Stated goal
Copy the material from its beginning through the line containing "[149,34,169,102]", omitting the pictures.

Data for this task
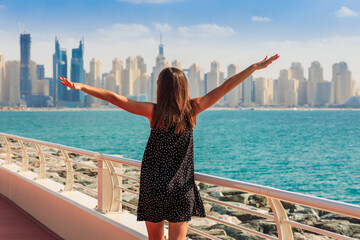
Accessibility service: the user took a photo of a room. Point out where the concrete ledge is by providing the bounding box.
[0,162,148,240]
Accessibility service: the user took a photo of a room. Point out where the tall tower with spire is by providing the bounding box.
[149,34,169,102]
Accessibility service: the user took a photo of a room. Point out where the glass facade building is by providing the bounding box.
[20,33,31,99]
[53,37,69,106]
[70,39,85,102]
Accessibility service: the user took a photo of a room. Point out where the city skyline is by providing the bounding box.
[0,0,360,86]
[0,32,360,107]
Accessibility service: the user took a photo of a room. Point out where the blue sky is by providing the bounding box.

Problem solution
Accessibility service: the user took a photo of a room. Point out where the concrete ledge is by providing the bounding box.
[0,162,148,240]
Accessibility service: the user took a photo of a room. Point out where the tall tower with spire is by providing the bounding box.
[149,34,169,102]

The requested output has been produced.